> What is being asked:
Convert all of the material below into a Markdown table with the columns Row and Line, numbering each line and skipping blank lines. Leave the pictures out of the table.

---------------

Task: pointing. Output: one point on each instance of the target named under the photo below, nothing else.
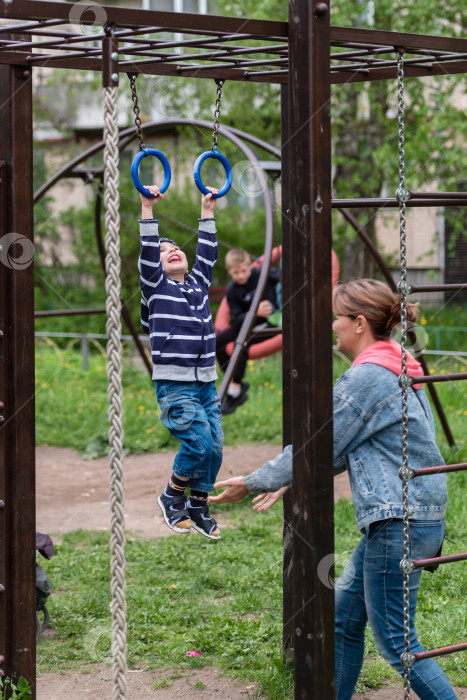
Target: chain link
(402, 197)
(134, 97)
(217, 113)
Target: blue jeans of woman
(192, 413)
(370, 589)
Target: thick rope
(114, 372)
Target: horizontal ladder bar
(68, 312)
(442, 469)
(442, 651)
(392, 202)
(426, 379)
(449, 558)
(414, 288)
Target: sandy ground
(73, 494)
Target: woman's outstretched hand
(265, 500)
(235, 490)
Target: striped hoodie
(175, 315)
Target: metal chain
(114, 372)
(404, 381)
(134, 97)
(217, 113)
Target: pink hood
(387, 353)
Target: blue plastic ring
(197, 172)
(135, 167)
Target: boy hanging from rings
(175, 312)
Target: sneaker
(204, 523)
(231, 403)
(177, 520)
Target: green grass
(72, 406)
(222, 598)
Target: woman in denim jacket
(367, 443)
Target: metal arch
(233, 134)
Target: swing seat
(271, 345)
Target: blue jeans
(370, 589)
(192, 413)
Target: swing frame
(300, 58)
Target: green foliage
(12, 691)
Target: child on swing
(175, 313)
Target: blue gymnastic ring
(135, 167)
(197, 172)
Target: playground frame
(305, 56)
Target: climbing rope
(114, 372)
(405, 381)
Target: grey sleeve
(273, 474)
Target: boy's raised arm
(149, 265)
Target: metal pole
(309, 271)
(17, 446)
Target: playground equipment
(302, 54)
(144, 151)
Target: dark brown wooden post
(287, 629)
(309, 273)
(17, 444)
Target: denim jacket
(368, 444)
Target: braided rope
(114, 372)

---------------

> Exercise output:
| Row | Line |
|---|---|
| 1 | Task: pointing. Output: one point on each instance of the target named under the photo below, nothing else. |
| 2 | Target: chain link |
| 3 | (402, 197) |
| 4 | (134, 97) |
| 5 | (217, 113) |
| 6 | Target: blue jeans of woman |
| 7 | (192, 413) |
| 8 | (370, 589) |
| 9 | Target: thick rope |
| 10 | (114, 372) |
| 11 | Target: horizontal ladder bar |
| 12 | (68, 312) |
| 13 | (442, 469) |
| 14 | (442, 651) |
| 15 | (392, 202) |
| 16 | (426, 379) |
| 17 | (449, 558) |
| 18 | (414, 288) |
| 19 | Target: sandy ground |
| 20 | (73, 494) |
| 21 | Target: woman's outstretched hand |
| 22 | (265, 500) |
| 23 | (235, 490) |
| 24 | Target: striped hoodie |
| 25 | (175, 315) |
| 26 | Target: metal chain |
| 27 | (114, 372) |
| 28 | (404, 381) |
| 29 | (134, 97) |
| 30 | (217, 113) |
| 31 | Target: pink hood |
| 32 | (387, 353) |
| 33 | Target: blue plastic ring |
| 34 | (197, 172) |
| 35 | (135, 167) |
| 36 | Target: boy hanging from rings |
| 37 | (175, 312) |
| 38 | Target: sneaker |
| 39 | (204, 523) |
| 40 | (231, 403) |
| 41 | (177, 520) |
| 42 | Target: green grass |
| 43 | (72, 406) |
| 44 | (222, 598) |
| 45 | Target: woman in denim jacket |
| 46 | (367, 443) |
| 47 | Target: metal arch |
| 48 | (233, 134) |
| 49 | Target: swing seat |
| 50 | (271, 345) |
| 51 | Target: blue jeans |
| 52 | (370, 589) |
| 53 | (192, 413) |
| 54 | Target: swing frame |
| 55 | (300, 58) |
| 56 | Target: green foliage |
| 57 | (12, 691) |
| 58 | Target: child on swing |
| 59 | (175, 313) |
| 60 | Target: blue gymnastic ring |
| 61 | (135, 167) |
| 62 | (197, 172) |
| 63 | Target: playground frame |
| 64 | (305, 56) |
| 65 | Target: climbing rope |
| 66 | (114, 372) |
| 67 | (405, 381) |
| 68 | Target: grey sleeve |
| 69 | (273, 474) |
| 70 | Target: boy's raised arm |
| 71 | (149, 265) |
| 72 | Target: metal pole |
| 73 | (309, 271) |
| 74 | (17, 446) |
| 75 | Target: playground equipment |
| 76 | (302, 54) |
| 77 | (144, 151) |
| 78 | Target: dark brown wooden post |
| 79 | (287, 629) |
| 80 | (309, 273) |
| 81 | (17, 444) |
| 82 | Target: denim jacket |
| 83 | (368, 444) |
| 84 | Target: braided rope |
| 85 | (114, 372) |